# Task goal
Please reproduce the data in full, exactly as it stands.
┏━━
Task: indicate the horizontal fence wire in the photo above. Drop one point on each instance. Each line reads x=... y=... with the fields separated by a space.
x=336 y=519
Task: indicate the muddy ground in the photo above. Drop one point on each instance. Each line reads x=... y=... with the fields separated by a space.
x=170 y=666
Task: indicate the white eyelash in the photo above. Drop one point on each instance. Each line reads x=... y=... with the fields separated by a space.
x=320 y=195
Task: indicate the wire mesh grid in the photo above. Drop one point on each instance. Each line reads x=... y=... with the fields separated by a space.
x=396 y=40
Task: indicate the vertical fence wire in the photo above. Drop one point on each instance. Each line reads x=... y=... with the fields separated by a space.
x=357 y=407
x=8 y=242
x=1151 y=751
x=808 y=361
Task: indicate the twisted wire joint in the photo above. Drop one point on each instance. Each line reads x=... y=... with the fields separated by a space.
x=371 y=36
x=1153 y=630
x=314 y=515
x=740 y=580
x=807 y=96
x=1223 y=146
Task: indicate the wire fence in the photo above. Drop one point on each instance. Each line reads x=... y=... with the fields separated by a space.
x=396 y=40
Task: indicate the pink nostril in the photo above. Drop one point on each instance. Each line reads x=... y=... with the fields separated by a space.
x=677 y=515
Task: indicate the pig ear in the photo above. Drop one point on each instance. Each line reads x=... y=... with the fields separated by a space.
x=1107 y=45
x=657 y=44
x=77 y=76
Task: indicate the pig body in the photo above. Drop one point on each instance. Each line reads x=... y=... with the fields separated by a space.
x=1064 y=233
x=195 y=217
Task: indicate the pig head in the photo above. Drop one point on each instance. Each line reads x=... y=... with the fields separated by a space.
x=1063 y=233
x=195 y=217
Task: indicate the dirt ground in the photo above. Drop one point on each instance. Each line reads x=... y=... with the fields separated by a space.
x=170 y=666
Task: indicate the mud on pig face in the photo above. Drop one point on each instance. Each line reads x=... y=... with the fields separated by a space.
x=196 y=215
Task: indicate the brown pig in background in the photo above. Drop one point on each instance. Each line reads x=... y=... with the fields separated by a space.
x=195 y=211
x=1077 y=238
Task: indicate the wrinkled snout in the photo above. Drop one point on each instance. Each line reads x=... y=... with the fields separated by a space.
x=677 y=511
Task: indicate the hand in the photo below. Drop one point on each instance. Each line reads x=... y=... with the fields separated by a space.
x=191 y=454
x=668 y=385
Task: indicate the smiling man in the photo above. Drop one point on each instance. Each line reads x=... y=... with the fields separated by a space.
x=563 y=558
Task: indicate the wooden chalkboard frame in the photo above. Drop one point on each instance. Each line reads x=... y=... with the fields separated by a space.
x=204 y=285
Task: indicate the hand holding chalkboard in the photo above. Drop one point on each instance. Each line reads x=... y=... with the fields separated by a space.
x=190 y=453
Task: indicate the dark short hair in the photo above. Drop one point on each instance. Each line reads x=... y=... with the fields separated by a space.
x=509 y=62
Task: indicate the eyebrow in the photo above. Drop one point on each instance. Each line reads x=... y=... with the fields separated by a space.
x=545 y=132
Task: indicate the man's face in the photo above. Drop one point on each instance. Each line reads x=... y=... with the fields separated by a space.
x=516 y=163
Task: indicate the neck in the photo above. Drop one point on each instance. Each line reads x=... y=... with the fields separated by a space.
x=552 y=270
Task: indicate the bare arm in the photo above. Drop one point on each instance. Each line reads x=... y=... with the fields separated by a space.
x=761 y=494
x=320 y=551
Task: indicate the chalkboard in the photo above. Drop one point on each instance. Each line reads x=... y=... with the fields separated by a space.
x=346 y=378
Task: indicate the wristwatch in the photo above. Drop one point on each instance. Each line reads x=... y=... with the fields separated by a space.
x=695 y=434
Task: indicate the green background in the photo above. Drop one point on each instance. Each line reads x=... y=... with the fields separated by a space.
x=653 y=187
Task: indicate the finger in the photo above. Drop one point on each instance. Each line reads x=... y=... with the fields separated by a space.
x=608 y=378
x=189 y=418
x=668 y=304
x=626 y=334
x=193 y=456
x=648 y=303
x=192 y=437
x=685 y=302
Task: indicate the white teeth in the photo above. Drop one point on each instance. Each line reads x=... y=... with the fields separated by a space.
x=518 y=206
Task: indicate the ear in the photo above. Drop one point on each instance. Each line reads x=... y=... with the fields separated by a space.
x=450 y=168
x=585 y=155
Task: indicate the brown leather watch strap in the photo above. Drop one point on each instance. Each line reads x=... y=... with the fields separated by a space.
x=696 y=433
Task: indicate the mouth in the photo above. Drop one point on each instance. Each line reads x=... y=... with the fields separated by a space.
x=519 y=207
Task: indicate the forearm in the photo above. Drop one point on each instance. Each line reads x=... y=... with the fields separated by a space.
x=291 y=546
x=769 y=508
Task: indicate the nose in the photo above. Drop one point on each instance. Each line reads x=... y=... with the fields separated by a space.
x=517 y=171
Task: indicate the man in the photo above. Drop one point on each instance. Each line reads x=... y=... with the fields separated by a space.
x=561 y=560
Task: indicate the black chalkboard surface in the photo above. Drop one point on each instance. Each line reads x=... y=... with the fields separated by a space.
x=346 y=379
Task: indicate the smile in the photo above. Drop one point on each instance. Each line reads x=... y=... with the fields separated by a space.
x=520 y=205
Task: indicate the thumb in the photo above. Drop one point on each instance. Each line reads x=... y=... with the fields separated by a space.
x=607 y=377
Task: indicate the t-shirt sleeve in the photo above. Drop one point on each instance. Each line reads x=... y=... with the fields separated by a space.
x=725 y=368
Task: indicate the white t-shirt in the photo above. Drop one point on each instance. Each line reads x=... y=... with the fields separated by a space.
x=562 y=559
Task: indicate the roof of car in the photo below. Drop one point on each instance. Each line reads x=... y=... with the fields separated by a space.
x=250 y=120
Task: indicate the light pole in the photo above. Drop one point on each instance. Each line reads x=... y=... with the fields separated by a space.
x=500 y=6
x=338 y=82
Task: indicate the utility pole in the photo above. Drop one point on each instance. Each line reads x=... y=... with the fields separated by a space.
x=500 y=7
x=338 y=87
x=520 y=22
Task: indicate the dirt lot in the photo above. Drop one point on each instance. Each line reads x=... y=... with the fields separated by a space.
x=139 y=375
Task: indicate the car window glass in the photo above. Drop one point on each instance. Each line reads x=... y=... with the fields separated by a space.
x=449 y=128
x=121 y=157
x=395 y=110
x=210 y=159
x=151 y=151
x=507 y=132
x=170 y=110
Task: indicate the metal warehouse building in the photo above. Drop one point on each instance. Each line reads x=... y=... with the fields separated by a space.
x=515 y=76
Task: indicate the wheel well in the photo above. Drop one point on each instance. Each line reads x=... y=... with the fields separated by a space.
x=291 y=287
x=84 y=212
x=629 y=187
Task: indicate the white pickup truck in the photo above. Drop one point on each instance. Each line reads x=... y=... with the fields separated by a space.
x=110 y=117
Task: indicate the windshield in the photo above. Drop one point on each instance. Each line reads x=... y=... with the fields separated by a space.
┗━━
# Result
Task: indicate the horizontal fence wire in the photo above. Drop one point on each instance. Each line reads x=... y=... with the fields separated by a space.
x=336 y=519
Task: indicate the muddy ground in the photo above. Drop one point on each instance. Each line reads x=... y=... with the fields separated by a space.
x=170 y=666
Task: indicate the white eyelash in the photo above. Drop one point on each instance. Each line reads x=... y=... with the fields separated by a space.
x=320 y=195
Task: indicate the wire mesh grid in the photo above. Drop one point on each instance. Each line reads x=... y=... with the fields separated by a space.
x=396 y=40
Task: indicate the vertical fence wire in the photo above. Drop one point on each instance. Each line reads x=... y=... with the fields separated by a space.
x=357 y=407
x=8 y=242
x=1151 y=751
x=808 y=361
Task: indicate the twisted wire joint in the photo above. Drop one point on each instance. Each line reads x=... y=... with the fields separated by a space.
x=371 y=36
x=1153 y=630
x=314 y=515
x=740 y=580
x=807 y=96
x=1223 y=146
Task: indicate the wire fence in the photo above. Drop one point on each instance. Each line reads x=... y=... with the fields separated by a space.
x=396 y=40
Task: indicate the pink nostril in the photo above. Drop one point on each instance. Each line reads x=... y=... with the fields separated by a space.
x=677 y=515
Task: indicate the pig ear in the photo above. Drop one point on each instance. Each line reads x=... y=... with the fields separated by a space.
x=1107 y=45
x=657 y=44
x=77 y=76
Task: indicate the pig body in the photo above. Drop one point on each instance. Each line reads x=... y=... with the fields separated by a space.
x=1064 y=233
x=195 y=217
Task: indicate the pig head in the photo above. Drop one point on each instance. Each line reads x=... y=... with the fields separated by a space.
x=1063 y=233
x=195 y=217
Task: indicate the dirt ground in the photo above. Drop one point on each instance. Each line reads x=... y=... with the fields separated by a space.
x=170 y=666
Task: indicate the mud on pig face in the photo above. Drop one point on each instance. Each line reads x=... y=... with the fields separated by a space.
x=196 y=215
Task: indicate the brown pig in background in the photo above. Drop one point on each instance. Each line reads x=... y=... with the fields separated by a space.
x=195 y=211
x=1077 y=238
Task: indicate the wrinkled snout in the photo above. Drop one point on each instance. Each line reads x=... y=... with the fields separated by a space.
x=677 y=511
Task: indicate the hand in the photo below. Drop one point on each instance. Each line reads x=... y=... with the fields separated by a space.
x=191 y=454
x=668 y=385
Task: indicate the smiling man in the photo above. Drop one point on each instance. Each line reads x=... y=... with the fields separated by a space.
x=563 y=558
Task: indicate the wooden chalkboard frame in the photo above. Drop one point on each instance. Each line reads x=... y=... with the fields separated by a space.
x=204 y=285
Task: indicate the hand holding chalkboard in the photo above. Drop one point on each instance. Each line reads x=... y=... with the fields separated by a space.
x=190 y=453
Task: indicate the dark short hair in the photo above. Drop one point on each instance. Each line reads x=... y=... with the fields separated by a space.
x=509 y=62
Task: indicate the eyebrow in the photo above. Drop one point on each instance. Each line reads x=... y=... with the fields separated by a space.
x=545 y=132
Task: indicate the man's face in the photo above. Drop one point on each instance. Each line reads x=... y=... with the fields separated by a space.
x=516 y=163
Task: indicate the neck in the photo above. Drop one point on each instance. Each line reads x=... y=... with the fields separated by a space.
x=552 y=270
Task: indicate the bare arm in the photo above. Drop one point on each instance. Each line reads x=... y=... with the fields separated by a space.
x=761 y=494
x=320 y=551
Task: indicate the chalkboard in the photo above. Drop one point on each instance. Each line reads x=... y=... with the fields separated by a space.
x=346 y=378
Task: indicate the wristwatch in the photo above. Drop one point on each instance. Each line reads x=... y=... with the fields separated by a space.
x=695 y=434
Task: indicate the green background in the photo above. Drop one point on each instance. Each line reads x=... y=... with the fields separated by a space.
x=653 y=187
Task: indicate the finger in the photo above. Drop one point on each instance. Each line reads x=... y=... with the fields separated by a space.
x=608 y=378
x=189 y=418
x=668 y=304
x=626 y=334
x=193 y=456
x=648 y=303
x=192 y=437
x=685 y=302
Task: indicate the white teeth in the photo above. Drop one point on each instance. Each line reads x=... y=... with the fields separated by a space.
x=518 y=206
Task: indicate the ear in the photo above. Drop one point on each instance. Each line reads x=... y=... with the fields separated by a space.
x=450 y=168
x=585 y=155
Task: indicate the brown leather watch strap in the photo above. Drop one point on each instance. Each line reads x=... y=... with the fields separated by a space.
x=696 y=433
Task: indicate the mouth in the photo above. Drop one point on each instance. Each line reads x=... y=... with the fields separated by a space.
x=519 y=207
Task: indicate the forearm in the photo above. Drop one point on each instance. Each line reads x=... y=... with the fields separated by a space.
x=291 y=546
x=769 y=508
Task: indicate the nose in the photo above. Drop one point on each instance. Each line reads x=... y=... with the fields separated by a space.
x=517 y=171
Task: indicate the man in the photo above. Drop one point on each instance. Each line reads x=... y=... with the fields separated by a space.
x=561 y=560
Task: indicate the black chalkboard surface in the photo above. Drop one point on each instance. Each line reads x=... y=... with the fields separated by a space.
x=346 y=379
Task: indicate the smile in the photo above. Drop one point on each instance. Each line reads x=... y=... with the fields separated by a space.
x=520 y=205
Task: indicate the thumb in the photo above. Drop one point on each instance. Each line reads x=... y=... with the fields separated by a space.
x=607 y=377
Task: indicate the t-shirt sleeve in the photo above. Drop one point on each instance. Each line reads x=... y=... with the fields separated by a space.
x=725 y=368
Task: indicate the white t-shirt in the photo above. Drop one point on each instance. Each line reads x=... y=... with the fields separated by a space.
x=562 y=559
Task: indicate the roof of car in the photo below. Drop one point on each instance. Each line reads x=... y=... with the fields separated by a space.
x=250 y=120
Task: indicate the light pole in the photo above. Drop one point on each instance. Each line reads x=... y=... with the fields separated by a space.
x=500 y=6
x=338 y=82
Task: indicate the utility pole in the photo above. Drop one point on each instance. Each line reads x=... y=... with the fields separated by a space.
x=500 y=7
x=338 y=87
x=520 y=22
Task: indicate the dirt lot in the photo above. Drop one point on each instance. Each line reads x=... y=... with the fields separated by a space.
x=139 y=375
Task: indicate the car window glass in the photo above. Drop one point on each instance. Each line reads x=... y=... with the fields separated by a space.
x=449 y=128
x=121 y=157
x=395 y=110
x=210 y=159
x=151 y=151
x=507 y=132
x=170 y=110
Task: indicate the metal warehouse building in the photo above. Drop one point on each instance. Each line reads x=... y=... with the fields separated by a space.
x=515 y=76
Task: indicate the wheel well in the photo above. Drop one point on each instance. Each line reads x=... y=... with the fields separated by a space.
x=291 y=287
x=84 y=212
x=629 y=187
Task: indicate the white pickup truck in the photo above. Drop one point on each instance. Each line reads x=... y=... with the fields separated by a space.
x=110 y=117
Task: indicate the windshield in the photo above. Drop one point on each instance. Each line reads x=... y=... with the fields separated by a space.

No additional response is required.